> Page excerpt
....

Building Reliable Webhook Consumers

Webhooks Are Harder Than They Look

Receiving a webhook seems simple: listen for a POST request, parse the payload, do something with the data. In a tutorial, this takes ten lines of code. In production, it takes a system — because the internet is unreliable, webhook providers have different retry behaviors, payloads can arrive out of order, and your processing logic can fail partway through.

Every developer who has integrated with Stripe, GitHub, or Shopify webhooks has encountered the gap between the documentation's simplicity and the operational reality. Events arrive twice. Events arrive out of order. Your database is temporarily unavailable when a critical event arrives. The webhook provider retries, and your handler processes the same event again, creating duplicate records.

Building a webhook consumer that handles these realities requires a set of patterns that go beyond basic request handling. These patterns add complexity, but the alternative — debugging mysterious data inconsistencies in production — is worse.

Acknowledge First, Process Later

The most important pattern for reliable webhook handling is separating acknowledgment from processing. When a webhook request arrives, immediately return a 200 response after performing the minimum validation — typically signature verification and basic payload parsing. Then process the event asynchronously.

This separation matters because webhook providers have timeout thresholds. If your handler takes ten seconds to process an event — querying a database, calling another API, sending an email — the provider may time out and retry. Now you're processing the same event twice, potentially concurrently. By acknowledging immediately and queuing the event for background processing, you avoid timeouts entirely.

Store the raw event payload in a durable queue or database table before returning the 200 response. If your background processing fails, you can retry from the stored payload without relying on the webhook provider's retry behavior. This gives you control over retry timing, backoff strategy, and error handling — rather than being at the mercy of the provider's retry schedule.

....

> Exercise task 1
Can you rewrite the paragraph of the webhook article that begins "The most important pattern" as a short list, keeping its main facts?

....

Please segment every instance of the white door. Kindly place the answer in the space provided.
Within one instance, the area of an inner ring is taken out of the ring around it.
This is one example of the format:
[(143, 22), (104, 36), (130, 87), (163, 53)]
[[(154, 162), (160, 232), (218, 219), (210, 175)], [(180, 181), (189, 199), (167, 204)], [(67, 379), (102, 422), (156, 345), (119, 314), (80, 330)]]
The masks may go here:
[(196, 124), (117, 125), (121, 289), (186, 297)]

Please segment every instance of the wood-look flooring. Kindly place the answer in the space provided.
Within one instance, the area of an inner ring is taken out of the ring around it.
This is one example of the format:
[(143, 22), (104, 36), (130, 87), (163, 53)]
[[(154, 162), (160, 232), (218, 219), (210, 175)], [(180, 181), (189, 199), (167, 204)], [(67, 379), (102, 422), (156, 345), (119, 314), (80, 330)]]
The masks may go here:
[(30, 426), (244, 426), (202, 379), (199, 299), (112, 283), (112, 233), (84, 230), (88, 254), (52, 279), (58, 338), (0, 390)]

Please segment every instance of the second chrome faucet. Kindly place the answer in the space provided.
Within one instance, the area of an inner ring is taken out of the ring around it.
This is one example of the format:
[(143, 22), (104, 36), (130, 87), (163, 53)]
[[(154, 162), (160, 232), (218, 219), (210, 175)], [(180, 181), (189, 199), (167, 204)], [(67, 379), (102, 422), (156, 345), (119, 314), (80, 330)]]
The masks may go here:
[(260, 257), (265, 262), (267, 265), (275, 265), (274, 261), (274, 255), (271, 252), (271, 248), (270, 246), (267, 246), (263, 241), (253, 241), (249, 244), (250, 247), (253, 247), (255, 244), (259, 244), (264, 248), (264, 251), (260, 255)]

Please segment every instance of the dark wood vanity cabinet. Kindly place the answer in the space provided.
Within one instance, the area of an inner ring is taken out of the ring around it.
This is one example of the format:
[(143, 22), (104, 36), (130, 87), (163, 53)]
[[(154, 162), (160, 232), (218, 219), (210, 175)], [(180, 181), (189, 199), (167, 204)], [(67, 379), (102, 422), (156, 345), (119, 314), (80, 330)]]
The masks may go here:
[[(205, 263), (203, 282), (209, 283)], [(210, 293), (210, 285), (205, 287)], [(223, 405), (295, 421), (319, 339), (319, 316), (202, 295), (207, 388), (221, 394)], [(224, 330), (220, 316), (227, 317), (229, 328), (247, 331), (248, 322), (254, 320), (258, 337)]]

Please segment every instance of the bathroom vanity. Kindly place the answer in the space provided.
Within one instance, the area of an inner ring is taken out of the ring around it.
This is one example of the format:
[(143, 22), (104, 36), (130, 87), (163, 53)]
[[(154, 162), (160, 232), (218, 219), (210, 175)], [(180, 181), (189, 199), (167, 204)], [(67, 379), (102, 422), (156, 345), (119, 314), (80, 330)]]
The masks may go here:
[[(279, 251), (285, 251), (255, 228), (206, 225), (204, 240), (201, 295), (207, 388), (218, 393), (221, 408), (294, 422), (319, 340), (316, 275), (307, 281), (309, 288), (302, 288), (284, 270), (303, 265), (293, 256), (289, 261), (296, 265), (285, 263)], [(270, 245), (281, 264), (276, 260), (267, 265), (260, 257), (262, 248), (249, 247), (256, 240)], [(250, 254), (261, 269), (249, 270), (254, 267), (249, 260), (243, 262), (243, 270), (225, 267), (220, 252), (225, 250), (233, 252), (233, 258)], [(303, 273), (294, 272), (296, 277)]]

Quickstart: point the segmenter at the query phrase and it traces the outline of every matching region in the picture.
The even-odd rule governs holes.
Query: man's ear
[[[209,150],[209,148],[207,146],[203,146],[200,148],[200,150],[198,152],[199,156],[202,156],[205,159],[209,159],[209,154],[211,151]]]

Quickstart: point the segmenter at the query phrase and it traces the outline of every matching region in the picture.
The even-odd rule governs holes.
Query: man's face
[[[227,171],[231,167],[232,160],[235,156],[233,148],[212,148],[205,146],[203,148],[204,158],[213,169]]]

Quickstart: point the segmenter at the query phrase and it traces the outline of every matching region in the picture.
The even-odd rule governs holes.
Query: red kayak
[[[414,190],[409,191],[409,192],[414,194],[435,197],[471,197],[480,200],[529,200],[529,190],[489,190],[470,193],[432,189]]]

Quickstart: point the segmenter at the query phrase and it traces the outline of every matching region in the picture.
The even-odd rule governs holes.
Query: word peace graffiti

....

> Exercise task 2
Count the lines of the records that contain the string "wood", with case counting. Give only the number.

> Expected output 1
- The most important pattern for reliable webhook handling is separating acknowledgment from processing.
- When a webhook request arrives, do only minimal validation, typically signature verification and basic payload parsing.
- Return a 200 response immediately.
- Process the event asynchronously afterward.

> Expected output 2
2